Kamish D. Marrero
Ying Dang
Qiujia Shao
Xiangxu Jia
Bindong Liu
Universidad Central del Caribe, School of Medicine, Bayamón, Puerto Rico
Meharry Medical College, Center for AIDS Health Disparities Research, Department of Microbiology, Immunology and Physiology, Nashville, Tennessee
Introduction
Human immunodeficiency virus type 1 (HIV-1) is predominantly transmitted through mucosal surfaces, such as the genital and rectal mucosa, making these the primary sites of infection. However, oral mucosal transmission remains rare, and the mechanisms underlying this rarity are poorly understood. Previous work in our lab demonstrated that a cell wall component from the oral commensal bacterium Streptococcus cristatus (termed CC5A) inhibits HIV-1 replication in THP-1 cells, a human monocytic cell line that is targeted by this virus. However, the mechanism by which CC5A inhibits HIV-1 replication remains largely unknown. In this study, we show that CC5A downregulates the surface expression of the chemokine receptor CXCR4, thereby reducing the probability of HIV entry into host cells.

→ **DATA TO EXAMINE**:

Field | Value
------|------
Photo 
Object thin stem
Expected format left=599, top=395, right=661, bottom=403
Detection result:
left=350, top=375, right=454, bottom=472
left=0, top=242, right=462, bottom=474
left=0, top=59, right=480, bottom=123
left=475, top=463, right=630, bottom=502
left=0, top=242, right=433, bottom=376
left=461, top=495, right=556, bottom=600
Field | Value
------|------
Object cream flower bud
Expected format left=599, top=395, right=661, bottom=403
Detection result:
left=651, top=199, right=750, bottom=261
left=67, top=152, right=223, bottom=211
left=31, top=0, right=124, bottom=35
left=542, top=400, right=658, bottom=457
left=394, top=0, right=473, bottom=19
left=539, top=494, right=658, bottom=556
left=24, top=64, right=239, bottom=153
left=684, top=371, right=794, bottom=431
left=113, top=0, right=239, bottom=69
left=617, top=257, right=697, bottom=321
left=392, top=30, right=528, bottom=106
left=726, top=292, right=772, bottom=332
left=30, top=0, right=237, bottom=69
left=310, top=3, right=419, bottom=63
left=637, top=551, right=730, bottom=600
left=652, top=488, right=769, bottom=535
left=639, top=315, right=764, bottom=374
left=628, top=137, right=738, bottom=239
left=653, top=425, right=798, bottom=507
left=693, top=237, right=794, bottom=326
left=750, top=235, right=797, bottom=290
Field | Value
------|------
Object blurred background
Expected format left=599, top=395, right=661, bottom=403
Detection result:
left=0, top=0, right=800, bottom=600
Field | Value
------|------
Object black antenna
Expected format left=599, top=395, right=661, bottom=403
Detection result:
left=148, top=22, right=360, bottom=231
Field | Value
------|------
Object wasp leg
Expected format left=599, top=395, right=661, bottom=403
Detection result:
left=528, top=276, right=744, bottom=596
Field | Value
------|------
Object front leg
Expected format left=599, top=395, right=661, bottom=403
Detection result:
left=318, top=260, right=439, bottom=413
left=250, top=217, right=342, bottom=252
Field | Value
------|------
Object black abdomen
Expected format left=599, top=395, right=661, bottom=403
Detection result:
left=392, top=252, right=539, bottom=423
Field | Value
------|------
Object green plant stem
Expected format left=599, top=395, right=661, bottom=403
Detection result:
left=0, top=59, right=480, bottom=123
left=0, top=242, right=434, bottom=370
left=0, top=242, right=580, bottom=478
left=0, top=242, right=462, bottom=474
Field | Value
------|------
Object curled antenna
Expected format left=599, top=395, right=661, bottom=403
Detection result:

→ **WHAT NEEDS TO BE DONE**: In the introduction on HIV-1 and the oral bacterium, which receptor does CC5A downregulate on the cell surface?

→ **RESULT OF THIS EXERCISE**: The chemokine receptor CXCR4.